— START TEXT —

Thursday, November 11, 2004

 

Mango Chicken

I’m sitting here at my keyboard wondering how to get started. It’s not I don’t have anything to write about, It’s I have so much I want to say. Anyway my son Thunder calls from college. He says, “I have the answer. It’s Mango chicken.” I immediately feel jealous. He has an answer. I’m not sure to what but wow, what confidence!“OK,” I say and wait for him to continue. It’s not a long wait. Thunder’s a lot like me. He doesn’t need prompts, he needs cut-off warnings. “I gave a colloquium presentation today and afterward one of the professors got me all psyched about my majors. It’s all Liberal Arts. I really can do the Social Anthropology/Archeology and the Music Major thing work together at a Liberal Arts school. So if I start worrying about making my life work just tell me ‘Mango Chicken.’ That’s what I had to eat tonight,” Thunder says. He hasn’t stopped to take one single breath. It’s amazing. But he’s a tuba player. He sings in the college choir too. Last spring they toured Spain. Twenty-one years old and he’s already world-renowned. I murmur something non-committal waiting to see if he’s really finished. He isn’t. He talks non-stop for five minutes drawing two breaths. I utter two more monosyllabic comments. “I gotta go. So tell everyone I love them and I’ll see ya soon.”
“OK, love you too.”
The silence is deafening after we hang up.Life for Thunder is either all up or all down. I’m really glad it’s up right now.When I answered the phone I’d been expecting the call to be from Eyvonne’s Sarah. She left a message on our machine hours ago that she was having car trouble and would call back. She commutes to her school.
It’s hard parenting an adult size kid. Sorry, young adult. I wonder if it’s harder parenting them while they live at home or parenting long distance and fielding weird calls. I know it’s been difficult for Eyvonne to get used to the full-time responsibility of parenting Sarah, who moved in with us less than a month ago. Eyvonne was always there for my boys as they endured high school and took their first steps into the real world. But the parenting decisions were made by the continuum of Q, usually el, Lillie and I. Being supportive is one thing, it’s quite terrifying when the full responsibility falls on your shoulders.

— END TEXT —
— START GIVEN DATA —

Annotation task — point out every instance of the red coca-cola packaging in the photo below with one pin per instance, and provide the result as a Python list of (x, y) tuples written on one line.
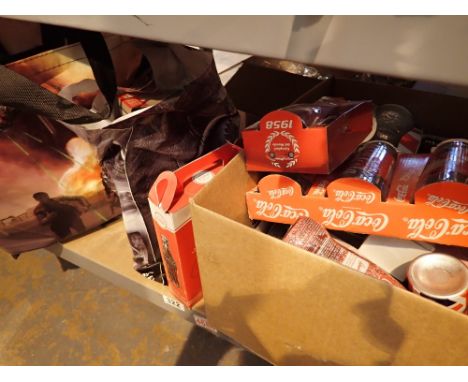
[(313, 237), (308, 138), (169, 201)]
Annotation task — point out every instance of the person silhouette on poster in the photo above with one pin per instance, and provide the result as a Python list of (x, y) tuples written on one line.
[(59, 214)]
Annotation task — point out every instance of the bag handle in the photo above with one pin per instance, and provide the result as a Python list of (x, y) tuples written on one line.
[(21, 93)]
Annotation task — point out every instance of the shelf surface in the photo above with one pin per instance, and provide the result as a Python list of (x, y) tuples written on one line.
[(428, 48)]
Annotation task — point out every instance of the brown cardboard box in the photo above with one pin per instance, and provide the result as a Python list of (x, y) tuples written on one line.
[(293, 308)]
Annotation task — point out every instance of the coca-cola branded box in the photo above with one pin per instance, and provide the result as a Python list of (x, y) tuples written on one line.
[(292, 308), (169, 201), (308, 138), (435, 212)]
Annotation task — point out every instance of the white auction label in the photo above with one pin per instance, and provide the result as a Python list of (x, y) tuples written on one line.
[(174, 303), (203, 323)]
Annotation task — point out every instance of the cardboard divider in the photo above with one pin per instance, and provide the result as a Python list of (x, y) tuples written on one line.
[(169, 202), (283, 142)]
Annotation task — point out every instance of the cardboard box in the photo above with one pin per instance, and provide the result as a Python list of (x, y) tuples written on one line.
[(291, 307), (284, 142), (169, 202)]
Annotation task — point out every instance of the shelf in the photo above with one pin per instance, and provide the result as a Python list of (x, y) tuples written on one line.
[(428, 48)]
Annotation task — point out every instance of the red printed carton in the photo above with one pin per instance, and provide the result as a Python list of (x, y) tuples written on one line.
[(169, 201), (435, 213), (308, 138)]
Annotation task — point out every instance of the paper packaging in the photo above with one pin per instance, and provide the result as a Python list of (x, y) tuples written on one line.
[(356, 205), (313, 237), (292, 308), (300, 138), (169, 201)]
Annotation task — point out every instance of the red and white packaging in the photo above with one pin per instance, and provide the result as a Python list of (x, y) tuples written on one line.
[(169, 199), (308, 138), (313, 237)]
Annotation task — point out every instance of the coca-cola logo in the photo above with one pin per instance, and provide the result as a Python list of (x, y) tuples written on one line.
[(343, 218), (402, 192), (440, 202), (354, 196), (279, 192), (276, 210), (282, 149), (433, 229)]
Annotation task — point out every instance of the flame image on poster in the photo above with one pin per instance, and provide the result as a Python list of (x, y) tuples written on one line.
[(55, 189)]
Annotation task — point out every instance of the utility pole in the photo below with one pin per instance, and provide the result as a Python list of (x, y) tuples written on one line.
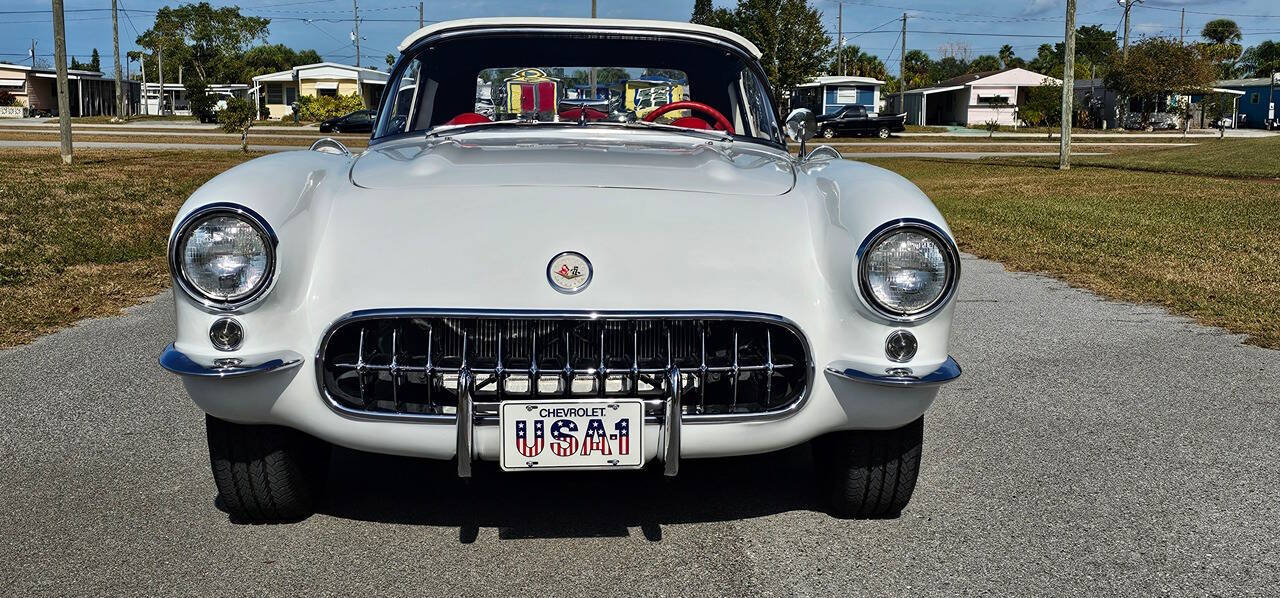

— END GIVEN DATA —

[WHAT THE TASK ASKS] Extend the blog post about the "Mango Chicken" phone call and parenting young adults, picking up from its last sentence. The items have no role in this exercise.

[OUTPUT FOR THIS TASK]
Suddenly Eyvonne is not so sure about how to handle things. She’s the one staying up half the night playing solitaire on the computer because Sarah hasn’t called home. We Qs stay on the sidelines and try our best to play a supporting role. All I can say personally is girls are high maintenance. But then I think of Thunder in one of his downswings. The only reason he isn’t high maintenance then is because he doesn’t have 24/7 access anymore. Instead he calls, spills a torrent of despair and hangs up. Next time instead of worrying I’ll know what to do. The answer is mango chicken.
The phone rings again. I pick it up. This caller is a young man who calls an average of a dozen times a day trying to reach Sarah. She is perpetually not home. It’s a doomed relationship not even salvageable by the magic of mango chicken. The poor guy called three times the other night right up to midnight. Sarah was out on a date with another guy. We were up late watching the Northern Lights.
I knew about the possibility of seeing the lights because of an email alert from this fringe element guy who keeps an eye on things like solar flares and the resulting geo-magnetic storms. If you read my profile you’re forewarned, here it comes: pure unadulterated love of science slightly tainted by fringe element wacko world-watch concerns. You can skip the science paragraph below if your eyes start to glaze over.
During bigtime sunspot activity mega explosions result in solar flares. Lots of solar particles are spewed into space in plasma clouds. Whipped by solar winds these reach spaceship two or three days later. The earth's magnetic field captures them swirling particles towards one of the two planet’s magnetic poles, south or north. Light shows result when the particles collide with earth’s atmosphere.
I started hopefully scanning the night sky as early as nine p.m. but it was cloudy. By ten the wind was up and clouds were lifting and but there was still no sign of Northern Lights. Eyvonne and I gave up to watch a movie. We were snuggled up on the couch with double buttered popcorn to sustain us when Merlot started making dog-rolking sounds. Eyvonne grabbed his collar and dragged him outside.
Seconds later she was shrieking, “Q come here, ya gotta see this! Garbled garbled LIGHTS! But watch it don’t step in the dog puke.”
I bailed out the door worried it would be over before I got there what with having to leap puke and all. I needn’t have worried. When I arrived fingers of white light were reaching from the horizon upward like the hand of god, or perhaps mango chicken. I was pretty sure it wasn’t Oprah.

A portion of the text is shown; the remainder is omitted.